> _WHAT YOU WILL DO_
Without including the images, transcribe each record precisely as it appears below.

> _RECORDS FOR THE EXERCISE_
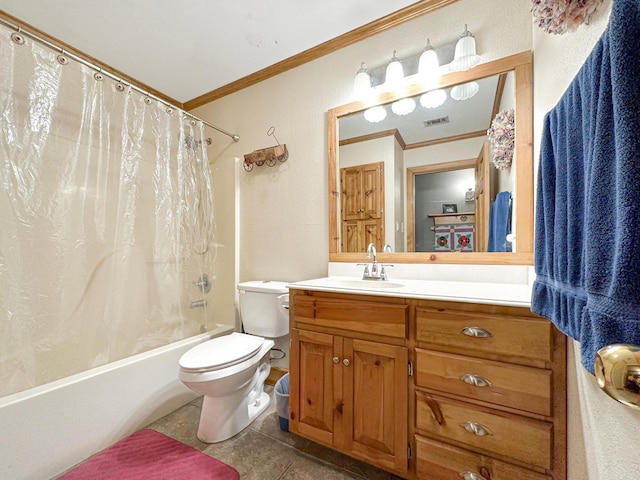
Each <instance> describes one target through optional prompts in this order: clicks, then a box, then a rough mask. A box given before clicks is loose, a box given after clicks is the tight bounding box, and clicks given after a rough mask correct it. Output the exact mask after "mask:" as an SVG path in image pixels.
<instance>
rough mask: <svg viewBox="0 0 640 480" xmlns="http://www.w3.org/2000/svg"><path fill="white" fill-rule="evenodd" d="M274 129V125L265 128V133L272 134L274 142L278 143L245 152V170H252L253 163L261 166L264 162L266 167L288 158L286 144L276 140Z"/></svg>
mask: <svg viewBox="0 0 640 480" xmlns="http://www.w3.org/2000/svg"><path fill="white" fill-rule="evenodd" d="M275 131H276V129H275V128H274V127H271V128H269V130H267V135H270V136H273V138H275V140H276V143H277V144H278V145H274V146H273V147H267V148H261V149H260V150H254V151H253V152H251V153H247V154H246V155H245V156H244V162H243V164H242V165H243V166H244V169H245V170H246V171H247V172H250V171H251V170H253V165H257V166H259V167H261V166H262V165H264V164H265V163H266V164H267V166H268V167H273V166H275V165H276V163H278V162H280V163H282V162H286V161H287V159H288V158H289V151H288V150H287V144H286V143H285V144H284V145H280V142H279V141H278V137H276V136H275V134H274V132H275Z"/></svg>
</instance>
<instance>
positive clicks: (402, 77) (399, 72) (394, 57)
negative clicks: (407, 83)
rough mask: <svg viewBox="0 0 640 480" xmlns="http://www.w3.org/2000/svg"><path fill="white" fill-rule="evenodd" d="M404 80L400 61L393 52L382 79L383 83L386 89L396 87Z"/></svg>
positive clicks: (389, 60)
mask: <svg viewBox="0 0 640 480" xmlns="http://www.w3.org/2000/svg"><path fill="white" fill-rule="evenodd" d="M403 80H404V69H403V68H402V63H401V62H400V59H399V58H398V57H397V56H396V51H395V50H394V51H393V57H391V60H389V65H387V71H386V74H385V77H384V83H385V85H386V86H388V87H392V88H395V87H398V86H399V85H400V84H401V83H402V81H403Z"/></svg>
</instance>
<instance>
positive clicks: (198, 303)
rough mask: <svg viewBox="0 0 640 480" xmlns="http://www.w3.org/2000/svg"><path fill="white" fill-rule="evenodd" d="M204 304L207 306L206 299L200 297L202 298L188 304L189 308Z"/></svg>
mask: <svg viewBox="0 0 640 480" xmlns="http://www.w3.org/2000/svg"><path fill="white" fill-rule="evenodd" d="M206 306H207V301H206V300H204V299H202V300H196V301H195V302H191V305H189V308H201V307H206Z"/></svg>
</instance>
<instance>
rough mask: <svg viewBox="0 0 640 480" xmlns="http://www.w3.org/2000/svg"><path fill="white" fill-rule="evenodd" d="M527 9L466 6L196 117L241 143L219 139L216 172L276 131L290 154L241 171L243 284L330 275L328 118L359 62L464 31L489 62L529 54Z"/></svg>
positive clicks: (322, 63) (289, 74) (240, 249)
mask: <svg viewBox="0 0 640 480" xmlns="http://www.w3.org/2000/svg"><path fill="white" fill-rule="evenodd" d="M529 5H530V4H529V2H528V1H527V0H517V1H509V2H505V1H499V0H491V1H489V0H487V1H482V2H479V1H477V0H460V1H459V2H457V3H455V4H453V5H451V6H449V7H446V8H444V9H440V10H438V11H436V12H433V13H431V14H429V15H425V16H423V17H421V18H417V19H415V20H413V21H411V22H408V23H406V24H404V25H401V26H400V27H397V28H395V29H393V30H390V31H387V32H384V33H381V34H379V35H376V36H374V37H372V38H370V39H367V40H365V41H363V42H360V43H358V44H355V45H352V46H349V47H346V48H344V49H342V50H339V51H337V52H335V53H332V54H331V55H328V56H326V57H324V58H321V59H318V60H315V61H313V62H311V63H308V64H306V65H302V66H300V67H298V68H296V69H294V70H291V71H288V72H286V73H283V74H281V75H279V76H277V77H274V78H271V79H269V80H266V81H264V82H261V83H260V84H258V85H255V86H252V87H249V88H246V89H244V90H242V91H240V92H237V93H235V94H232V95H229V96H227V97H225V98H222V99H220V100H217V101H215V102H212V103H210V104H208V105H205V106H203V107H200V108H199V109H197V110H195V112H194V113H196V114H197V115H199V116H201V117H202V118H204V119H206V120H208V121H211V122H213V123H216V124H219V125H224V127H225V129H227V130H230V131H233V132H237V133H238V134H239V135H240V136H241V140H240V142H239V143H237V144H233V143H232V142H231V141H230V140H229V141H227V139H226V137H222V136H219V135H216V136H215V138H214V140H215V143H216V144H215V145H213V146H211V147H210V149H209V158H210V160H211V163H212V166H215V165H216V164H217V163H218V162H232V161H233V158H234V157H239V158H242V156H243V155H244V154H245V153H249V152H251V151H253V150H255V149H258V148H263V147H267V146H270V145H274V144H275V140H274V139H273V137H270V136H267V130H268V129H269V127H270V126H272V125H273V126H274V127H275V129H276V131H275V134H276V136H277V137H278V140H279V141H280V142H281V143H286V144H287V147H288V149H289V152H290V157H289V160H288V161H287V162H286V163H283V164H281V165H278V166H276V167H273V168H269V167H266V166H263V167H256V168H254V170H253V172H251V173H245V172H244V171H240V172H239V187H240V195H239V196H240V239H239V248H240V271H239V276H240V280H252V279H264V278H270V279H274V280H284V281H294V280H302V279H304V278H311V277H318V276H324V275H326V273H327V261H328V250H329V248H328V236H329V231H328V221H327V219H328V186H327V127H326V112H327V110H328V109H329V108H332V107H335V106H338V105H341V104H344V103H347V102H349V101H350V93H351V87H352V85H353V77H354V75H355V73H356V71H357V69H358V67H359V66H360V62H361V61H365V62H366V63H367V65H368V66H369V68H371V69H374V68H376V67H379V66H382V65H386V63H387V61H388V60H389V58H390V57H391V54H392V53H393V50H394V49H395V50H397V52H398V56H399V57H400V58H403V57H408V56H412V55H415V54H417V53H419V52H421V51H422V49H423V48H424V46H425V45H426V40H427V37H429V38H430V39H431V43H432V44H433V45H434V46H436V47H437V46H439V45H442V44H446V43H450V42H454V41H455V40H456V39H457V38H458V36H459V35H460V34H461V33H462V31H463V30H464V24H465V23H467V24H468V25H469V30H470V31H472V32H473V34H474V36H475V37H476V42H477V47H478V52H479V53H480V54H481V55H482V58H483V61H488V60H493V59H496V58H499V57H504V56H506V55H510V54H513V53H518V52H521V51H525V50H530V49H531V18H530V14H529ZM476 153H477V152H476ZM229 181H230V182H233V180H232V179H229ZM220 221H221V219H220V218H219V219H218V225H219V226H220Z"/></svg>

> _ANSWER SECTION_
Each <instance> describes one target through optional prompts in this order: clicks, then a box, then a rough mask. A box given before clicks is loose, a box given after clicks is the tight bounding box, and clicks given after a rough mask correct it. Output the exact mask after "mask:" as an SVG path in image pixels.
<instance>
rough mask: <svg viewBox="0 0 640 480" xmlns="http://www.w3.org/2000/svg"><path fill="white" fill-rule="evenodd" d="M274 129V125L265 128V133L272 134L274 142L278 143L245 152V170H252L253 163L261 166L264 162L266 167L288 158L286 144L276 140Z"/></svg>
mask: <svg viewBox="0 0 640 480" xmlns="http://www.w3.org/2000/svg"><path fill="white" fill-rule="evenodd" d="M275 131H276V129H275V128H274V127H271V128H269V130H267V135H270V136H273V138H275V140H276V143H277V144H278V145H274V146H273V147H267V148H261V149H260V150H254V151H253V152H251V153H247V154H246V155H245V156H244V162H243V164H242V165H243V166H244V169H245V170H246V171H247V172H250V171H251V170H253V165H257V166H259V167H261V166H262V165H264V164H265V163H266V164H267V166H268V167H273V166H275V165H276V163H278V162H280V163H282V162H286V161H287V159H288V158H289V151H288V150H287V144H286V143H285V144H284V145H280V142H279V141H278V137H276V136H275V134H274V132H275Z"/></svg>
</instance>
<instance>
positive clicks: (402, 77) (399, 72) (394, 57)
negative clicks: (407, 83)
rough mask: <svg viewBox="0 0 640 480" xmlns="http://www.w3.org/2000/svg"><path fill="white" fill-rule="evenodd" d="M404 80L400 61L393 52L382 79L383 83L386 89L396 87Z"/></svg>
positive clicks: (389, 60)
mask: <svg viewBox="0 0 640 480" xmlns="http://www.w3.org/2000/svg"><path fill="white" fill-rule="evenodd" d="M403 80H404V69H403V68H402V63H401V62H400V59H399V58H398V57H397V56H396V51H395V50H394V51H393V57H391V60H389V65H387V71H386V74H385V77H384V83H385V85H386V86H388V87H392V88H395V87H398V86H399V85H400V84H401V83H402V81H403Z"/></svg>
</instance>
<instance>
positive clicks: (198, 303)
rough mask: <svg viewBox="0 0 640 480" xmlns="http://www.w3.org/2000/svg"><path fill="white" fill-rule="evenodd" d="M204 304L207 306L206 299L200 297L202 298L188 304L189 308Z"/></svg>
mask: <svg viewBox="0 0 640 480" xmlns="http://www.w3.org/2000/svg"><path fill="white" fill-rule="evenodd" d="M206 306H207V301H206V300H204V299H202V300H196V301H195V302H191V305H189V308H201V307H206Z"/></svg>
</instance>
<instance>
rough mask: <svg viewBox="0 0 640 480" xmlns="http://www.w3.org/2000/svg"><path fill="white" fill-rule="evenodd" d="M527 9L466 6L196 117L241 143L219 139L216 172L276 131L290 154L241 171L243 284L330 275L328 118L359 62L464 31L489 62L529 54Z"/></svg>
positive clicks: (322, 63) (289, 74) (240, 249)
mask: <svg viewBox="0 0 640 480" xmlns="http://www.w3.org/2000/svg"><path fill="white" fill-rule="evenodd" d="M529 5H530V4H529V2H528V1H527V0H517V1H509V2H505V1H499V0H491V1H489V0H487V1H482V2H479V1H477V0H460V1H459V2H457V3H455V4H453V5H451V6H449V7H446V8H444V9H440V10H438V11H436V12H433V13H431V14H429V15H425V16H423V17H421V18H417V19H415V20H413V21H411V22H408V23H406V24H404V25H401V26H400V27H397V28H395V29H393V30H390V31H387V32H384V33H381V34H379V35H376V36H374V37H372V38H370V39H367V40H365V41H363V42H360V43H358V44H355V45H352V46H349V47H346V48H344V49H342V50H339V51H337V52H335V53H332V54H331V55H328V56H326V57H324V58H321V59H318V60H315V61H313V62H311V63H308V64H306V65H302V66H300V67H298V68H296V69H294V70H291V71H288V72H286V73H283V74H281V75H279V76H277V77H274V78H271V79H269V80H266V81H264V82H261V83H260V84H258V85H255V86H252V87H249V88H246V89H244V90H242V91H240V92H237V93H235V94H232V95H229V96H227V97H225V98H222V99H220V100H217V101H215V102H212V103H210V104H208V105H205V106H203V107H200V108H199V109H197V110H195V112H194V113H196V114H197V115H199V116H201V117H202V118H204V119H206V120H208V121H211V122H213V123H216V124H219V125H224V127H225V129H227V130H230V131H233V132H237V133H238V134H239V135H240V136H241V140H240V142H239V143H237V144H233V143H232V142H231V141H230V140H229V141H227V139H226V137H222V136H219V135H216V136H215V138H214V140H215V143H216V144H215V145H213V146H211V147H210V149H209V158H210V160H211V163H212V166H215V165H216V164H217V163H218V162H232V161H233V158H234V157H239V158H242V156H243V155H244V154H245V153H249V152H251V151H253V150H255V149H258V148H263V147H267V146H270V145H274V144H275V140H274V139H273V137H270V136H267V130H268V129H269V127H270V126H272V125H273V126H274V127H275V129H276V131H275V134H276V136H277V137H278V140H279V141H280V142H281V143H286V144H287V147H288V149H289V152H290V157H289V160H288V161H287V162H286V163H283V164H281V165H278V166H276V167H273V168H269V167H266V166H263V167H256V168H254V170H253V172H251V173H245V172H244V171H240V172H239V187H240V195H239V196H240V239H239V248H240V271H239V276H240V280H252V279H264V278H270V279H274V280H284V281H294V280H302V279H304V278H311V277H318V276H324V275H326V273H327V261H328V250H329V248H328V236H329V231H328V221H327V219H328V186H327V127H326V112H327V110H328V109H329V108H332V107H335V106H338V105H341V104H344V103H347V102H349V101H350V93H351V87H352V85H353V77H354V75H355V73H356V71H357V69H358V67H359V66H360V62H361V61H365V62H366V63H367V65H368V66H369V68H371V69H374V68H376V67H379V66H382V65H386V63H387V61H388V60H389V58H390V57H391V54H392V53H393V50H394V49H395V50H397V52H398V56H399V57H400V58H403V57H408V56H412V55H415V54H417V53H419V52H421V51H422V49H423V48H424V46H425V45H426V40H427V37H429V38H430V39H431V43H432V44H433V45H434V46H436V47H437V46H439V45H442V44H446V43H450V42H454V41H455V40H456V39H457V38H458V36H459V35H460V34H461V33H462V31H463V30H464V24H465V23H467V24H468V25H469V30H470V31H472V32H473V34H474V36H475V37H476V42H477V47H478V52H479V53H480V54H481V55H482V58H483V61H488V60H493V59H496V58H499V57H504V56H506V55H510V54H513V53H518V52H521V51H525V50H530V49H531V18H530V14H529ZM476 153H477V152H476ZM229 181H230V182H233V180H232V179H229ZM220 221H221V219H220V218H219V219H218V225H219V226H220Z"/></svg>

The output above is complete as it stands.